PROBLEM TO SOLVE: Copy every one of the entries below line for line, leaving out the pictures.

Collected data:
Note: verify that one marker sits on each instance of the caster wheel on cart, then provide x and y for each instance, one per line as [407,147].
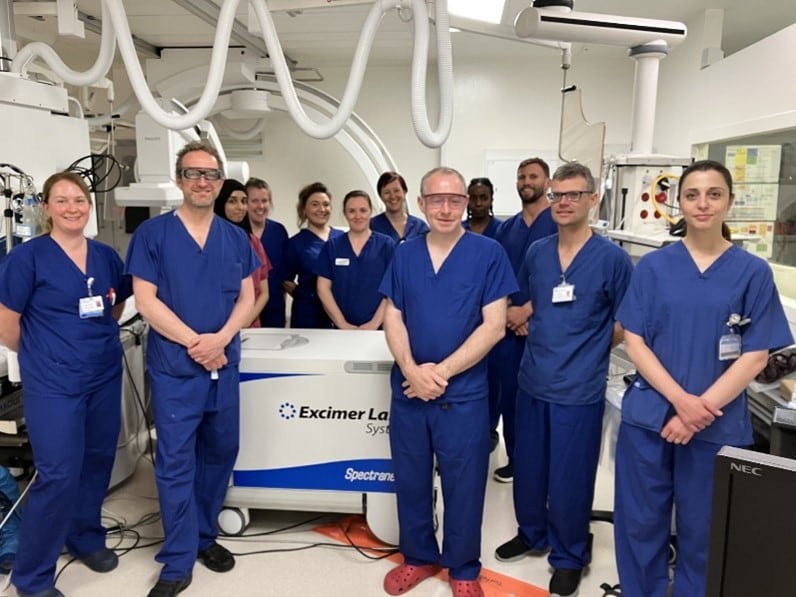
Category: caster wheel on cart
[233,521]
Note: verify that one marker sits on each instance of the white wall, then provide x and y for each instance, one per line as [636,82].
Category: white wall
[749,92]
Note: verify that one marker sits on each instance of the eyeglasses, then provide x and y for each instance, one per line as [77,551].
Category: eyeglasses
[210,174]
[571,196]
[439,199]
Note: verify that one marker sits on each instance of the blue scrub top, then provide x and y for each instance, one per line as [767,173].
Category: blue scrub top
[441,310]
[356,278]
[491,229]
[569,344]
[274,239]
[682,313]
[301,256]
[200,285]
[516,237]
[414,227]
[59,352]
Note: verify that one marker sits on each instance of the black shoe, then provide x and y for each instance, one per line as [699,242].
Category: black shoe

OUTPUT OF THE EXERCISE:
Note: verify that one marker sits on each instance of the caster wheel on cart, then provide x and y for each instance, one per line as [407,147].
Category: caster wheel on cart
[233,521]
Note: verify that one marker sits on each instance of the white wall, then provide x and y for each instance, one per line as [636,82].
Category: white wall
[749,92]
Note: verify that one marker sits on each instance of the eyeglasses, then provide x and y for each instance, one per line as [77,551].
Category: eyeglasses
[210,174]
[571,196]
[439,199]
Note: verify that one marker sits on each instance of the blue scrub top, then provide x and y for each instance, one per line as [767,173].
Category: blue scrub top
[441,310]
[356,278]
[491,229]
[569,344]
[274,239]
[682,313]
[301,256]
[200,285]
[516,237]
[414,227]
[59,352]
Note: verify that one marker sits on each instance of the black shoe, then provide x and y for each instance, one per line as [699,242].
Category: black shoe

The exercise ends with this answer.